__Text excerpt__.
--- START ---
Thursday, November 21, 2013
San Diego (November 21, 2013) – On Wednesday, November 20, University of San Diego (USD) School of Law Professor of Law Orly Lobel was interviewed by Maureen Cavanaugh on KPBS radio's "Midday Edition," to discuss her book, Talent Wants to be Free: Why We Should Learn to Love Leaks, Raids and Free-Riding.
In Talent Wants to Be Free, Lobel argues that in order for innovation to flourish, people must have the freedom to leave jobs, work for competitors, start their own companies, and take the skills and ideas they develop along the way with them. When policies and business strategies prevent the influx of new people and ideas by restricting the flow of talent and knowledge, it leads to stagnation, first at individual organizations and eventually in entire industries and regions.
Speaking with Cavanaugh, Lobel stated that the free flow of talent creates a very vibrant and fast-growing business environment. Lobel's research shows that California's strong stance against non-compete agreements created more start-ups, more entrepreneurship in regions like Silicon Valley and San Diego.
"I have seen a lot of irrationality happening when employers see their best employees leave," says Lobel. "When there is an ethos of talent flowing, of knowledge flowing, overtime in different companies that connect in the same industry, everybody wins."
--- END ---
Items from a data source
--- START ---
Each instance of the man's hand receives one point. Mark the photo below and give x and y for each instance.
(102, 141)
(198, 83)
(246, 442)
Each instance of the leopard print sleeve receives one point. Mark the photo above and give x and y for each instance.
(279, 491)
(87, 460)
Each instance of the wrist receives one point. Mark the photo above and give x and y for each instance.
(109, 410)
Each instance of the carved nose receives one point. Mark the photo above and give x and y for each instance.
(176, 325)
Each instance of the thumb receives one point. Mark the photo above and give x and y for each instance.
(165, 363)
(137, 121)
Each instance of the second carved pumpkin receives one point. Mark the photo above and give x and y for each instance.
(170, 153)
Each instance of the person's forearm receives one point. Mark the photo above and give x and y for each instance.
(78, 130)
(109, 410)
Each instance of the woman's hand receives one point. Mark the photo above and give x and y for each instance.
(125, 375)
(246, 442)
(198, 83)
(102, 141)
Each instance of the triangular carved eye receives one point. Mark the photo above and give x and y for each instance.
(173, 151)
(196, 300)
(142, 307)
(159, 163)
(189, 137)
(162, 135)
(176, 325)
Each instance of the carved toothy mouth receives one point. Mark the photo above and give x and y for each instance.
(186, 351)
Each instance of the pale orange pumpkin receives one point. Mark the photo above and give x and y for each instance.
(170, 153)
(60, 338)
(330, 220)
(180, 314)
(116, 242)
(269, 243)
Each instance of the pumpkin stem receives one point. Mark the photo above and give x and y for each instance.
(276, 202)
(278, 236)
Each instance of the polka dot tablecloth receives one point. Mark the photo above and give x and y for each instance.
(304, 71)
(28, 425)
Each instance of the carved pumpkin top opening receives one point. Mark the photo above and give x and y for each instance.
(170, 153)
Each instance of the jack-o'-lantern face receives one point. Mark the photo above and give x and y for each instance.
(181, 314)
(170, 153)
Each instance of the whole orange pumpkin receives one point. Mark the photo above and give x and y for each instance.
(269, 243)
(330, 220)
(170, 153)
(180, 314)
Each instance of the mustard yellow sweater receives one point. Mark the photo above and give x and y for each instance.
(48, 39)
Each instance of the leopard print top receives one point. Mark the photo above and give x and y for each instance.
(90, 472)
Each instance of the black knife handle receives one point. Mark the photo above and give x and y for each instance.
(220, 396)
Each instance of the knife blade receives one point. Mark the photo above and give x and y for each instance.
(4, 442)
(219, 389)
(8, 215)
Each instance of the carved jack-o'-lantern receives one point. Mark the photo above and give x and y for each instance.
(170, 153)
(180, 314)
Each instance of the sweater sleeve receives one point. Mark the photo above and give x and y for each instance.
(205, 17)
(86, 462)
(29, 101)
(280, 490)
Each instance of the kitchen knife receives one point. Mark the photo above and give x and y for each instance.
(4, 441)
--- END ---
__Complete the following__.
**1.** In the article about Orly Lobel's radio interview, who interviewed her?
**2.** Quote the article about Orly Lobel's radio interview from "Thursday, November 21, 2013" to "industries and regions.".
**3.** Write what comes next in the article about Orly Lobel's radio interview.
These records were taken from a separate source.

__Replies__.
**1.** Maureen Cavanaugh interviewed her.

**2.**
Thursday, November 21, 2013
San Diego (November 21, 2013) – On Wednesday, November 20, University of San Diego (USD) School of Law Professor of Law Orly Lobel was interviewed by Maureen Cavanaugh on KPBS radio's "Midday Edition," to discuss her book, Talent Wants to be Free: Why We Should Learn to Love Leaks, Raids and Free-Riding.
In Talent Wants to Be Free, Lobel argues that in order for innovation to flourish, people must have the freedom to leave jobs, work for competitors, start their own companies, and take the skills and ideas they develop along the way with them. When policies and business strategies prevent the influx of new people and ideas by restricting the flow of talent and knowledge, it leads to stagnation, first at individual organizations and eventually in entire industries and regions.

**3.**
Listen to the complete interview on KPBS.com.
About Professor Lobel
An internationally acclaimed expert in the law and economics of human capital, Orly Lobel is the Don Weckstein Professor of Law at the University of San Diego and founding faculty member of the Center for Intellectual Property and Markets. She teaches and writes in the areas of employment law, intellectual property law, regulatory and administrative law, torts, behavioral economics, health policy, consumer law and trade secrets. Her current research focuses on innovation policy and intellectual property. Lobel’s latest book is Talent Wants to be Free: Why We Should Learn to Love Leaks, Raids, and Free-Riding.
About the University of San Diego School of Law
Recognized for the excellence of its faculty, curriculum and clinical programs, the University of San Diego (USD) School of Law enrolls approximately 900 Juris Doctor and graduate law students from throughout the United States and around the world. The law school is best known for its offerings in the areas of business and corporate law, constitutional law, intellectual property, international and comparative law, public interest law, and taxation.
USD School of Law is one of the 81 law schools elected to the Order of the Coif, a national honor society for law school graduates. The law school’s faculty is a strong group of outstanding scholars and teachers with national and international reputations and currently ranks 23rd worldwide in all-time faculty downloads on the Social Sciences Research Network (SSRN). The school is accredited by the American Bar Association and is a member of the Association of American Law Schools. Founded in 1954, the law school is part of the University of San Diego, a private, nonprofit, independent, Roman Catholic university chartered in 1949.